Bishop and Woodward [30] investigated the fatigue analysis of missile shaker table mounting bracket in the frequency domain approach. At the first fatigue tests, it is observed that the calculated fatigue life is much greater than the tests. Eventually, it is concluded that due to tolerance mismatch between two bodies, a possible mean stress field is introduced and it misleads the calculated results with real tests.

Aykan [31] studied fatigue analysis of a chaff dispenser bracket of a helicopter on frequency domain. The finite element model is built and it is verified with experiments.

An operational flight test is performed to obtain the real environments loadings and multi- input loadings are applied to commercial software to get the fatigue life. Lastly, fatigue test of the bracket is performed with electrodynamic shaker in three-axis separately and the sum of the total life found on experiments are compared with the results found from commercial fatigue software. It is concluded that since the cross-correlations of input PSDs could not be considered in uniaxial separate fatigue tests, the life of the structure in test conditions observed to be less than the calculated three-axis simultaneous fatigue life.

• **Exercise inputs**:

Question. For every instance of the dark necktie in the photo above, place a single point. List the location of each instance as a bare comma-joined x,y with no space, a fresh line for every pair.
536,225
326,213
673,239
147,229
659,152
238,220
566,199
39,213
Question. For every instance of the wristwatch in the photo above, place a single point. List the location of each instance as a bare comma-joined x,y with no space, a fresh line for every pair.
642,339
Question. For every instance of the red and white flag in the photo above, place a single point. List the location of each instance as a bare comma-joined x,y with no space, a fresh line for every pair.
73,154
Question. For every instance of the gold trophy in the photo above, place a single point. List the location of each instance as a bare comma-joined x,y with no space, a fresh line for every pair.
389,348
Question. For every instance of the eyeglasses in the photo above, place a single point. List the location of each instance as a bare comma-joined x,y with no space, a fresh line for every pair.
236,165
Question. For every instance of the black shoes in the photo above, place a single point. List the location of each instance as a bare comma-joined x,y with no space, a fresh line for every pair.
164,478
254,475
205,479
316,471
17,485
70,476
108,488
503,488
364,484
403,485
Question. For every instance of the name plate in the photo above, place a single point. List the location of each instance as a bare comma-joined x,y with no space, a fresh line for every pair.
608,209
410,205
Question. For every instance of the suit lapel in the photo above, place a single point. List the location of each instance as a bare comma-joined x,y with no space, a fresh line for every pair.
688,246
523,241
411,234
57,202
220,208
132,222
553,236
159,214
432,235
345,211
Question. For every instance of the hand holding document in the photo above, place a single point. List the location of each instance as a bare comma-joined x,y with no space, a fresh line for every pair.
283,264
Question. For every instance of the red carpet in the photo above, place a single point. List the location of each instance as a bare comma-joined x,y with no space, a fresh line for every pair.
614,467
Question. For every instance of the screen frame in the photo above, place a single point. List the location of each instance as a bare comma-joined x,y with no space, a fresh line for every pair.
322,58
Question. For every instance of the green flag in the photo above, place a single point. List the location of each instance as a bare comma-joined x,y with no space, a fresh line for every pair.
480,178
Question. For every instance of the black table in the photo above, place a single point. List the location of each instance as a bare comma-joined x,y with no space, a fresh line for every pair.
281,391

• **Task instructions**:
A: In the fatigue analysis excerpt, what kind of shaker was used for the bracket's fatigue test?
B: Output the entries as a JSON list of strings, one string per line, with blank lines left out. Begin at the line that has "Question. For every instance of the green" and stop at the end of the entries.

• **Exercise responses**:
A: An electrodynamic shaker.

B:
[
  "Question. For every instance of the green flag in the photo above, place a single point. List the location of each instance as a bare comma-joined x,y with no space, a fresh line for every pair.",
  "480,178",
  "Question. For every instance of the black table in the photo above, place a single point. List the location of each instance as a bare comma-joined x,y with no space, a fresh line for every pair.",
  "281,391"
]